→ THE PROBLEM
From the line containing "of the podium" down to the last line of the listing, quote everything word for word, and nothing else, keeping pictures out.
**********
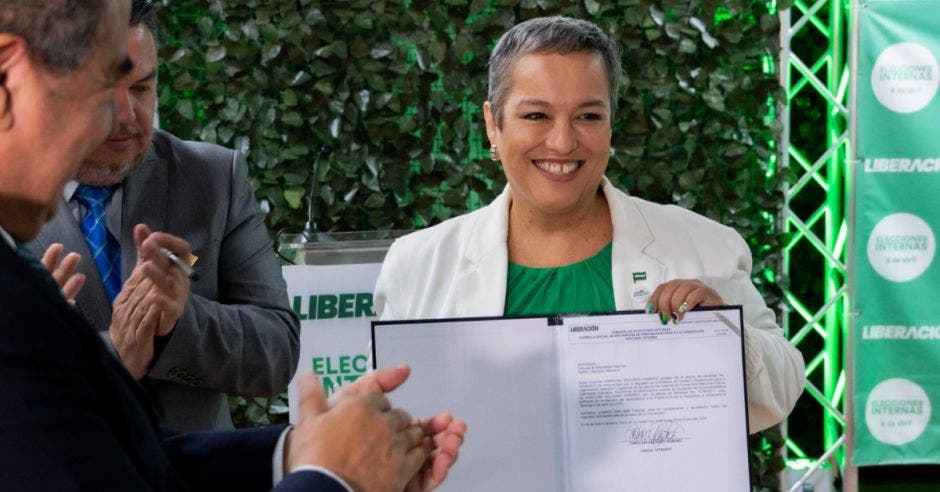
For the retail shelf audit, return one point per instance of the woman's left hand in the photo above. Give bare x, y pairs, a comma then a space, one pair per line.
676, 297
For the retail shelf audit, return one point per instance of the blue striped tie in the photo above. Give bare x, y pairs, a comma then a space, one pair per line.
104, 248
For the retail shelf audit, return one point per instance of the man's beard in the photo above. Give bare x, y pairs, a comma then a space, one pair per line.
106, 174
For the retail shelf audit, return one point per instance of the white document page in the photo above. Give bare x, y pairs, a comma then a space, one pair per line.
582, 403
501, 377
655, 407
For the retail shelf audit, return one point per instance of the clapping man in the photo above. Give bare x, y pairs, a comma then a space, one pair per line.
71, 416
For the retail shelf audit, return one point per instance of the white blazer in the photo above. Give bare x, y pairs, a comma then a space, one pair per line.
458, 269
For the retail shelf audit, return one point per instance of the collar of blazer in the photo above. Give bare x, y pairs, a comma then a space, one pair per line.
482, 282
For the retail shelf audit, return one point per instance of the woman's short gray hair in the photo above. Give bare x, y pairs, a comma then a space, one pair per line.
548, 35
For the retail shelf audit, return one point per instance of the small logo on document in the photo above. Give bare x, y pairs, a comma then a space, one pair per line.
901, 247
897, 411
905, 77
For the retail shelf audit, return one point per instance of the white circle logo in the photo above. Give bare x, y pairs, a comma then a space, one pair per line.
901, 247
905, 77
897, 411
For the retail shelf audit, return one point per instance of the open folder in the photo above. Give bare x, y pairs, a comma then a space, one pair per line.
600, 402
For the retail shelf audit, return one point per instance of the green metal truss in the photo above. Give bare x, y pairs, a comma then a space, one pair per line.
815, 75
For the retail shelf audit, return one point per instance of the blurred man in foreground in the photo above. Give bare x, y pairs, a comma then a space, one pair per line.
229, 330
71, 417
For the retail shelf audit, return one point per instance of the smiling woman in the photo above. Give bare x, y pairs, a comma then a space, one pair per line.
561, 238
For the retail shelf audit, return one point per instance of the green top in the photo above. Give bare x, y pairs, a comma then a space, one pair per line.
583, 287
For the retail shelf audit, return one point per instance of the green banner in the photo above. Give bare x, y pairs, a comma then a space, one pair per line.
896, 331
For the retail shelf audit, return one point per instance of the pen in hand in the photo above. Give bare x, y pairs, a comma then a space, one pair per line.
178, 263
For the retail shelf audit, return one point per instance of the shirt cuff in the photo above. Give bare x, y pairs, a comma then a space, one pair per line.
277, 464
325, 472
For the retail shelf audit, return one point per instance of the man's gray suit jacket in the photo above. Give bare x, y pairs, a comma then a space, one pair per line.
237, 333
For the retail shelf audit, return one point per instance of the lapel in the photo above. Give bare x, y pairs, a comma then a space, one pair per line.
144, 201
91, 300
481, 277
632, 235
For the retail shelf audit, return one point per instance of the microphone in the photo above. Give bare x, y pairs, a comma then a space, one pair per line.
310, 227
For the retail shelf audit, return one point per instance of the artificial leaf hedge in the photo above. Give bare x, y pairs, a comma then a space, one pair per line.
394, 88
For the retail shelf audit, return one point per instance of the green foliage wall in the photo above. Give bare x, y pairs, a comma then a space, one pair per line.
395, 88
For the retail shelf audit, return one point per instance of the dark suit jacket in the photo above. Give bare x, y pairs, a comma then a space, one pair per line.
72, 418
237, 334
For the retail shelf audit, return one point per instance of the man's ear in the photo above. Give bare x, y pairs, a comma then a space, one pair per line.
12, 51
492, 133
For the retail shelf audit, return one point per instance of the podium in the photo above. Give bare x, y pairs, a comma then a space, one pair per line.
330, 279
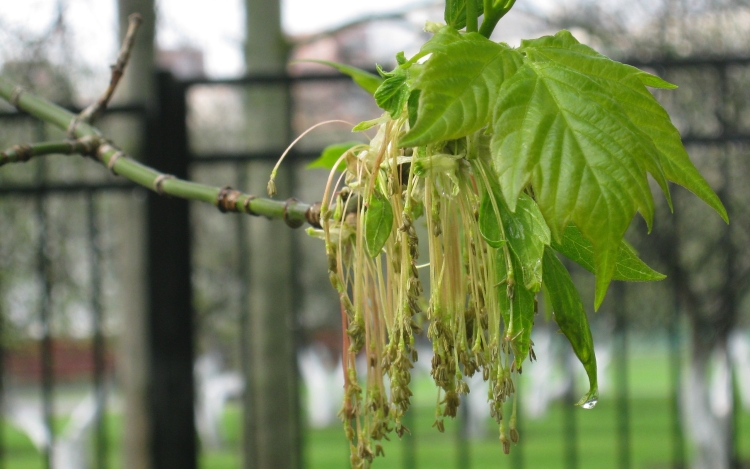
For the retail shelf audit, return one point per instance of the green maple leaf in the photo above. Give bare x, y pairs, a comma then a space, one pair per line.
571, 317
458, 85
366, 80
517, 305
455, 12
627, 85
560, 131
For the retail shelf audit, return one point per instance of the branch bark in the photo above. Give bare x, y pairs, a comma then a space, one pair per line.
293, 212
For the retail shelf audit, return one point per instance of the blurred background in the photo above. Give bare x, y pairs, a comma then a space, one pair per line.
147, 333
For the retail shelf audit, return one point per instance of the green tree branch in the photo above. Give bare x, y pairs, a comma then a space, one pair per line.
293, 212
**********
→ THE RESULT
For the retail shelf audit, return one point per instance of the podium in the photo above. Give bare x, y pairs, a comma then a space, one pair per line.
330, 279
For the retail shelf audit, return one point per instance of the green maple leaf in the photo above. Give bare x, y pairs, a comma then a space, one pair per line.
571, 317
458, 85
366, 80
517, 305
455, 12
627, 85
560, 131
For the retail shelf audit, return one point per instance of the branch bark in the photo above. Give bare x, y pairs, a comma then a space, one pair per line.
293, 212
For the retail shelf audit, return one point per instance of the blurred background in the photo above. Give bare x, y pairs, a comma then a space, one pair per line.
147, 333
For the retail shelf audit, return one point per instance of the green tree branch in the photo above. Give bare x, y pairs, a comma then a space, one pair per line.
293, 212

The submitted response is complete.